• [Что сделать]
(a) Перепишите из исходного отрывка без изменений фрагмент от слов «Молебствие в главной» до слов «сострадательности русских воинов.» включительно.
(b) Какие приказы и рескрипты названы в кратком содержании главы XX в исходном отрывке? Перечислите их все.
(c) Как перевести на английский язык предложение из исходного отрывка: «Государь император лично ведет гвардейские полки с южной на северную сторону Варны.»?

• [Исходный отрывок]
========================================================================

Описание Турецкой войны
1828 и 1829 годов

Часть вторая

Публикуется по изданию: Лукьянович Н.А. Описание Турецкой войны 1828 и 1829 годов. Часть 2. Санкт-Петербург. 1844.


Глава XX. Последние происшествия под Варной

Молебствие в главной квартире. Награды войскам. Распоряжения о преследовании неприятеля. Движение принца Виртембергского к Камчику. Бегство неприятеля. Государь император лично ведет гвардейские полки с южной на северную сторону Варны. Приказ Бистрома. Рескрипт графу Воронцову. Приказ графа Воронцова. Отбытие государя императора из армии. Сильная буря во время плавания его в Одессу. Подвиг покорения Варны. Примеры храбрости, самоотвержения и сострадательности русских воинов.

========================================================================

• [Строки данных]
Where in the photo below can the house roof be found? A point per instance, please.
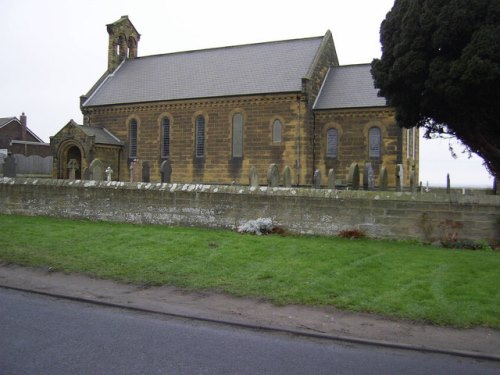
(102, 135)
(5, 120)
(349, 86)
(272, 67)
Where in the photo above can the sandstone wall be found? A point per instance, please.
(422, 216)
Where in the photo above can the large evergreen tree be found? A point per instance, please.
(440, 70)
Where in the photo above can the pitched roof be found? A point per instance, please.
(271, 67)
(349, 86)
(5, 120)
(102, 135)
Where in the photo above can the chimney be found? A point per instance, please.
(23, 127)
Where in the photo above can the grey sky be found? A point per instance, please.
(53, 51)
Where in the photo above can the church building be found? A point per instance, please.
(209, 116)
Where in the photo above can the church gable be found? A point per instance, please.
(264, 68)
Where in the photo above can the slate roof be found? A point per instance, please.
(102, 135)
(349, 86)
(6, 120)
(271, 67)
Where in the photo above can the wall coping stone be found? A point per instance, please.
(453, 197)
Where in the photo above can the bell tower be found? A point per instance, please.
(123, 41)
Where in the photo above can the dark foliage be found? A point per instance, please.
(440, 70)
(352, 234)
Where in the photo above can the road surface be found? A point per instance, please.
(44, 335)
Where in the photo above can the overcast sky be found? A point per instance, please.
(53, 51)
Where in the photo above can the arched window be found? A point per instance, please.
(237, 135)
(374, 143)
(277, 131)
(200, 137)
(331, 143)
(132, 136)
(165, 137)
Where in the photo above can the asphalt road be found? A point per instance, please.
(44, 335)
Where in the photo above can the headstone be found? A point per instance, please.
(331, 179)
(109, 174)
(287, 177)
(399, 177)
(273, 176)
(317, 179)
(166, 172)
(73, 166)
(96, 169)
(413, 182)
(253, 177)
(368, 177)
(383, 181)
(353, 177)
(145, 171)
(9, 166)
(133, 167)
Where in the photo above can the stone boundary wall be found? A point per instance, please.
(423, 216)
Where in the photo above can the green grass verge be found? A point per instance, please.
(398, 279)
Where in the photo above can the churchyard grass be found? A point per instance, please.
(395, 278)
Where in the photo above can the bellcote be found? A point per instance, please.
(123, 41)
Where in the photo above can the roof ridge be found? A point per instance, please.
(229, 47)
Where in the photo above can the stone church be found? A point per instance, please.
(209, 116)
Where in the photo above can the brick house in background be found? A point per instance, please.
(208, 116)
(17, 138)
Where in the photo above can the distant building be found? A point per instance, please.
(208, 116)
(17, 138)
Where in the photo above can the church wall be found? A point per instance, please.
(352, 129)
(218, 165)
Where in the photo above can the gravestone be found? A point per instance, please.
(73, 166)
(132, 168)
(145, 171)
(383, 180)
(109, 174)
(166, 172)
(317, 179)
(9, 166)
(413, 182)
(287, 176)
(368, 177)
(353, 177)
(331, 179)
(253, 177)
(273, 176)
(399, 177)
(96, 170)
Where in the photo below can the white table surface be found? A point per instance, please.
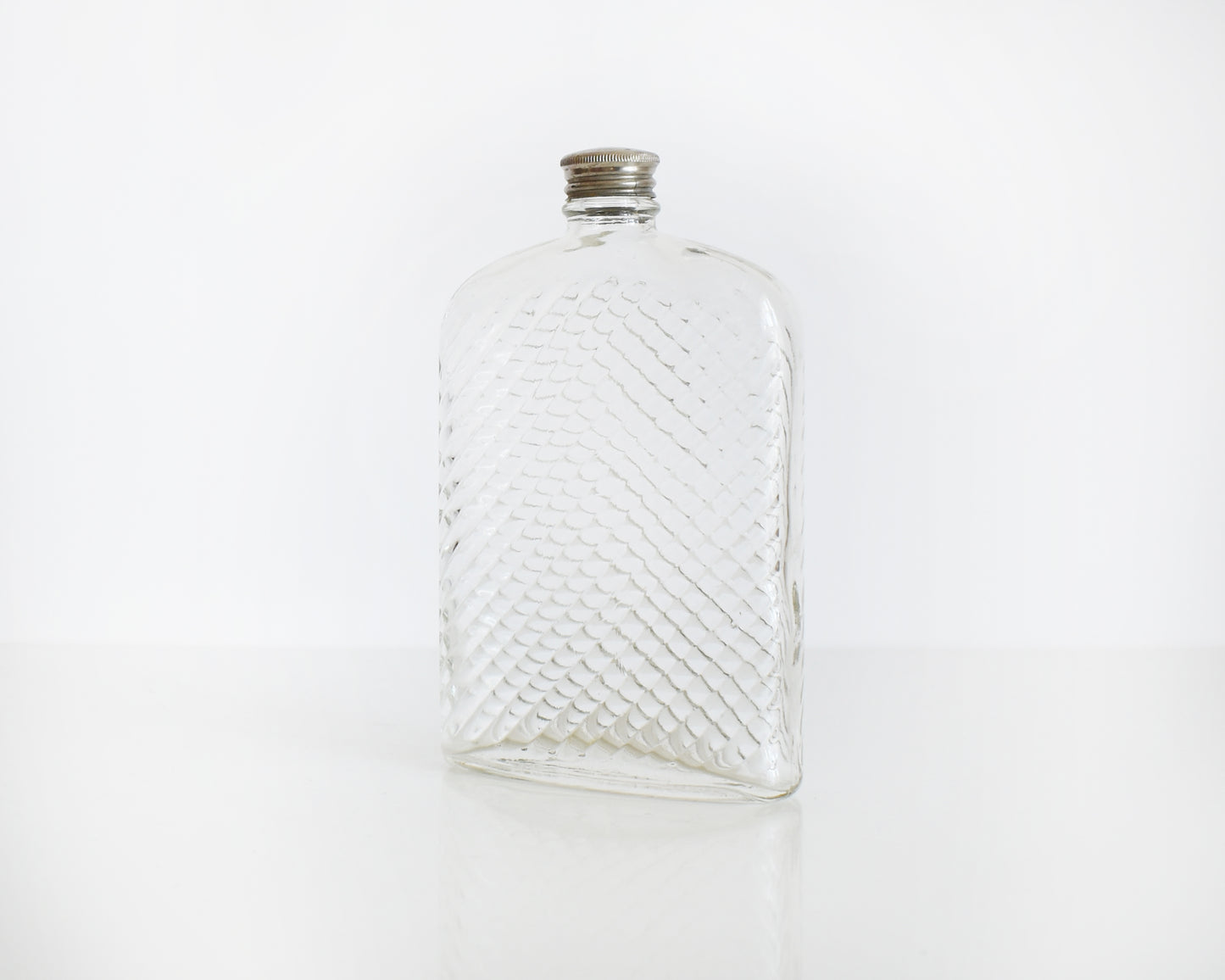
(267, 814)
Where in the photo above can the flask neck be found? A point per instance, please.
(610, 214)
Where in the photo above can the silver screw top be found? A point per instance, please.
(610, 172)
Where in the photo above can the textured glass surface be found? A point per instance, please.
(662, 889)
(620, 517)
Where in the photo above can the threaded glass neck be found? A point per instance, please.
(611, 185)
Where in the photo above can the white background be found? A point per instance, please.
(228, 231)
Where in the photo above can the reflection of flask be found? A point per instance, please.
(544, 883)
(620, 507)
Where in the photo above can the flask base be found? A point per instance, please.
(614, 771)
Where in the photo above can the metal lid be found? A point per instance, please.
(610, 172)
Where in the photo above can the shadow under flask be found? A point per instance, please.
(620, 509)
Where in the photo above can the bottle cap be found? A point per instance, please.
(610, 172)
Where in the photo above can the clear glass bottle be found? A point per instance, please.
(620, 507)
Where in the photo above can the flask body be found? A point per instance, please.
(621, 520)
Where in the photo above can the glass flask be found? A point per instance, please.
(620, 507)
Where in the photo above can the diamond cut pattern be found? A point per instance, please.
(615, 539)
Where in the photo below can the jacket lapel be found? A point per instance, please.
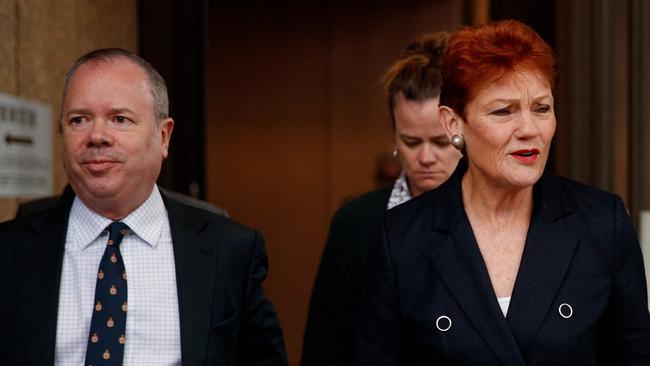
(195, 277)
(459, 263)
(549, 250)
(38, 264)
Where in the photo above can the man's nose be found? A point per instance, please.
(99, 134)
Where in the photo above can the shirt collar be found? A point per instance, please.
(400, 193)
(146, 221)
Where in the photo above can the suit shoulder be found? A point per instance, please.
(585, 196)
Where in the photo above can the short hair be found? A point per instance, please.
(417, 73)
(484, 53)
(106, 55)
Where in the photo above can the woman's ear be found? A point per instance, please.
(451, 122)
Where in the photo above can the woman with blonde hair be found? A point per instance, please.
(427, 159)
(504, 264)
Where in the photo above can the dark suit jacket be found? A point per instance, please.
(225, 317)
(330, 334)
(581, 250)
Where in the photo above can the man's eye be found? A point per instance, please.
(501, 112)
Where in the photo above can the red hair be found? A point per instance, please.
(481, 54)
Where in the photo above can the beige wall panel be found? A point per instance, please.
(46, 41)
(107, 23)
(42, 38)
(7, 46)
(7, 73)
(264, 143)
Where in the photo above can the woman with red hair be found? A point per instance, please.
(504, 264)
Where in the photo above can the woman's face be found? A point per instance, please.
(508, 130)
(424, 150)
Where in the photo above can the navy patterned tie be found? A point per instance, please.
(108, 325)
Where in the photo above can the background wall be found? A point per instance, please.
(295, 119)
(40, 39)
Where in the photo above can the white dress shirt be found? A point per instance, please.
(152, 321)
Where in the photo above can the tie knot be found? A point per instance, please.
(117, 230)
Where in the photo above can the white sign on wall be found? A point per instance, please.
(25, 148)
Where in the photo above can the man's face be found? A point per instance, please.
(113, 144)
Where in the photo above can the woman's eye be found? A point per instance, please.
(76, 120)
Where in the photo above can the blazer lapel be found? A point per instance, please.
(38, 265)
(548, 253)
(459, 263)
(195, 277)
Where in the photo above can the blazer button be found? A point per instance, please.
(565, 310)
(443, 323)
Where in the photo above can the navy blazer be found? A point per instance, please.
(225, 318)
(579, 296)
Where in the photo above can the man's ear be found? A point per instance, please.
(165, 128)
(451, 122)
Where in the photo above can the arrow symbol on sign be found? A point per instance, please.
(18, 140)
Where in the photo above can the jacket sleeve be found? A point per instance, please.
(629, 303)
(261, 341)
(379, 328)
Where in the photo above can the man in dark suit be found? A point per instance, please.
(117, 272)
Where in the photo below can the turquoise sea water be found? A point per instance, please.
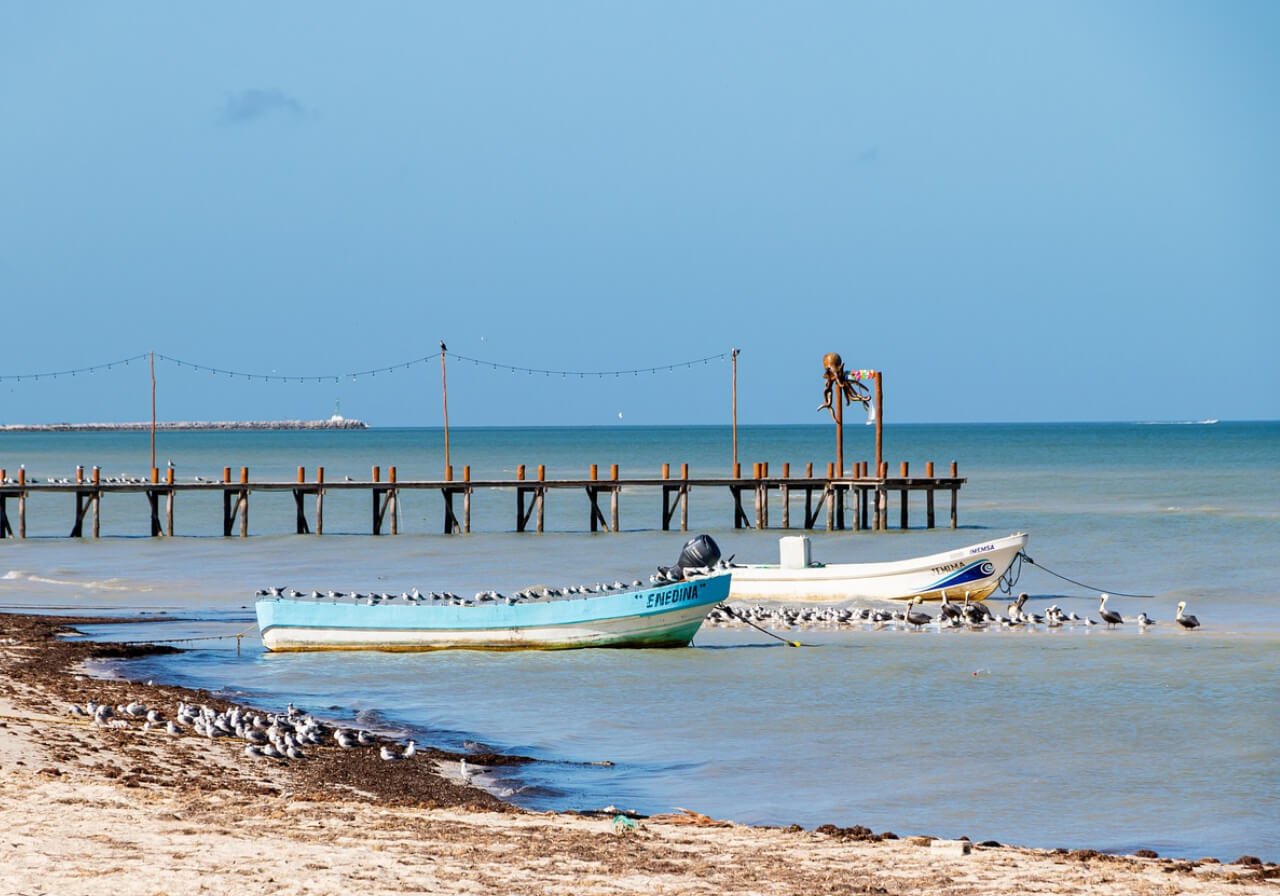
(1079, 737)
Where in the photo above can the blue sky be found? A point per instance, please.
(1015, 210)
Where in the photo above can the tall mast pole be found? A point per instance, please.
(444, 392)
(880, 420)
(840, 430)
(152, 410)
(734, 355)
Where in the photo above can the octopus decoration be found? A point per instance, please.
(840, 384)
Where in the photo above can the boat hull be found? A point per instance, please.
(657, 617)
(973, 571)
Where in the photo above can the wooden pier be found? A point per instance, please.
(859, 501)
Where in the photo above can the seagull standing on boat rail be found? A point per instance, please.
(1109, 616)
(1185, 620)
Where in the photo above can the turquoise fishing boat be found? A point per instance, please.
(661, 616)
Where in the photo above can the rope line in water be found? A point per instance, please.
(1091, 588)
(726, 608)
(187, 640)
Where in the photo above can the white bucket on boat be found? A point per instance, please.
(794, 552)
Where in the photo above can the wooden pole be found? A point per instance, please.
(444, 393)
(152, 410)
(734, 356)
(319, 501)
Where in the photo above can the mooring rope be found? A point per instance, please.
(1119, 594)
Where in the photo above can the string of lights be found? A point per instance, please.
(634, 371)
(76, 371)
(360, 374)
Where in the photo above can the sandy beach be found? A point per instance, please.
(88, 808)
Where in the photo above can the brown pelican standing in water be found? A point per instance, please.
(1109, 616)
(917, 620)
(1185, 621)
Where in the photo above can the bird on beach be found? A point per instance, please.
(1109, 616)
(1185, 620)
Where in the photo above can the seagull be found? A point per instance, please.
(1109, 616)
(1185, 620)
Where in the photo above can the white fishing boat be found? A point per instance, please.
(973, 572)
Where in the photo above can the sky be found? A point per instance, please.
(1018, 211)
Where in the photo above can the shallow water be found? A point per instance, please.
(1078, 737)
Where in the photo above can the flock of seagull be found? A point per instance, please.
(280, 736)
(950, 616)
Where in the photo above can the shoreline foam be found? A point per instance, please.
(137, 812)
(187, 425)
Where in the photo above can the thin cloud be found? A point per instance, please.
(261, 103)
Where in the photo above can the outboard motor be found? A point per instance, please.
(698, 552)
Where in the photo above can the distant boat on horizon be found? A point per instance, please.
(1207, 421)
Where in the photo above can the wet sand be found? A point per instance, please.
(100, 809)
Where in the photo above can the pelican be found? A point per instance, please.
(1023, 616)
(917, 618)
(1184, 620)
(1109, 616)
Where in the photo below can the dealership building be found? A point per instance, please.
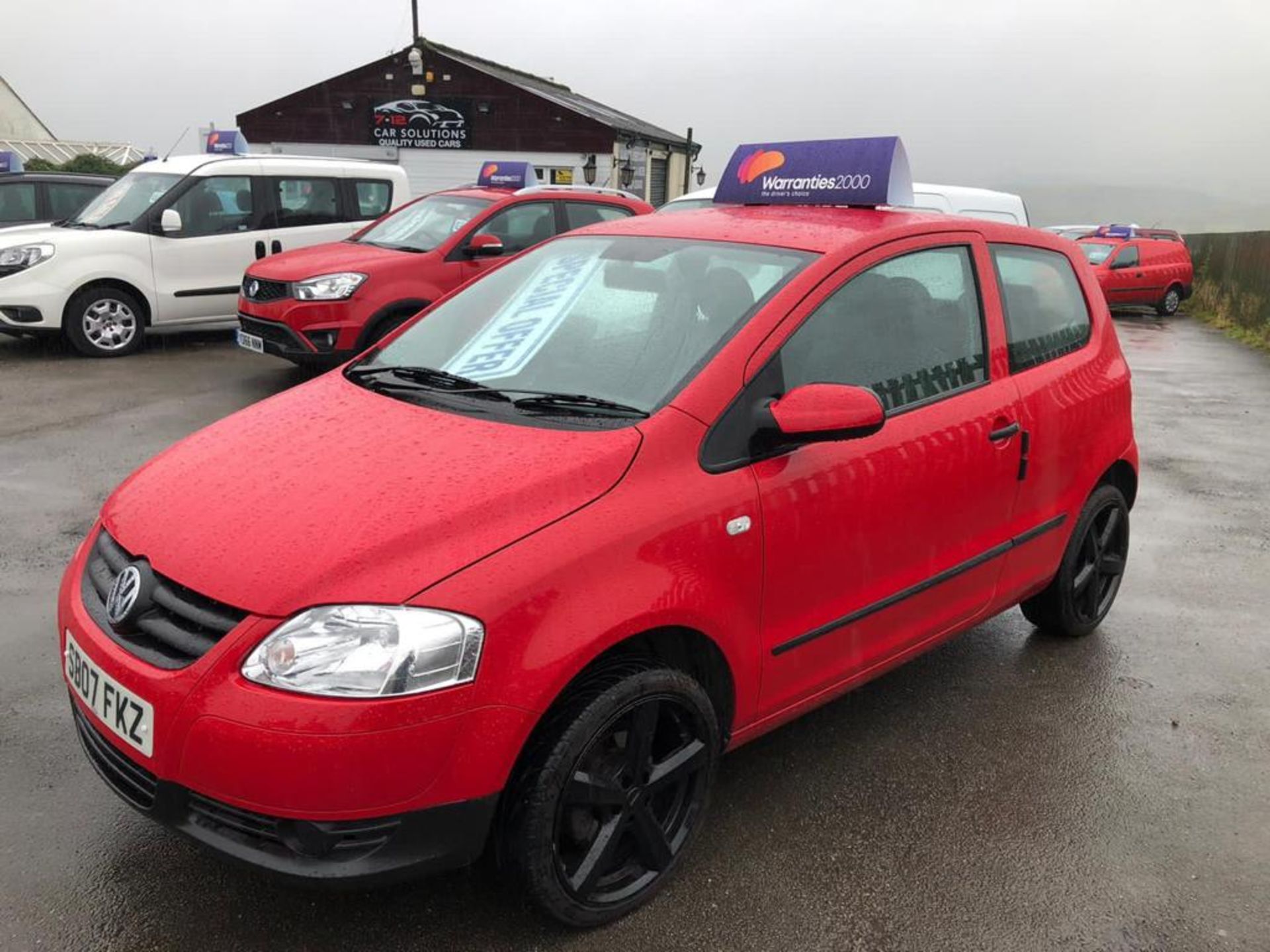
(440, 112)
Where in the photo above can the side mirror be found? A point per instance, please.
(484, 247)
(818, 413)
(169, 221)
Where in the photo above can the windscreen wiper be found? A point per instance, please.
(426, 377)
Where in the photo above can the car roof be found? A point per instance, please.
(814, 227)
(75, 178)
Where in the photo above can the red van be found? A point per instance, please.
(320, 305)
(1141, 267)
(520, 575)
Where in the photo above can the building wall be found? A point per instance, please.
(435, 169)
(502, 117)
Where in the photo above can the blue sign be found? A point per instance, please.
(226, 143)
(507, 175)
(865, 172)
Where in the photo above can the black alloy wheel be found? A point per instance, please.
(1089, 578)
(620, 793)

========================================================================

• [Ответы по заданиям]
(a)
Молебствие в главной квартире. Награды войскам. Распоряжения о преследовании неприятеля. Движение принца Виртембергского к Камчику. Бегство неприятеля. Государь император лично ведет гвардейские полки с южной на северную сторону Варны. Приказ Бистрома. Рескрипт графу Воронцову. Приказ графа Воронцова. Отбытие государя императора из армии. Сильная буря во время плавания его в Одессу. Подвиг покорения Варны. Примеры храбрости, самоотвержения и сострадательности русских воинов.

(b) Приказ Бистрома; рескрипт графу Воронцову; приказ графа Воронцова.

(c) The Emperor personally leads the Guards regiments from the southern to the northern side of Varna.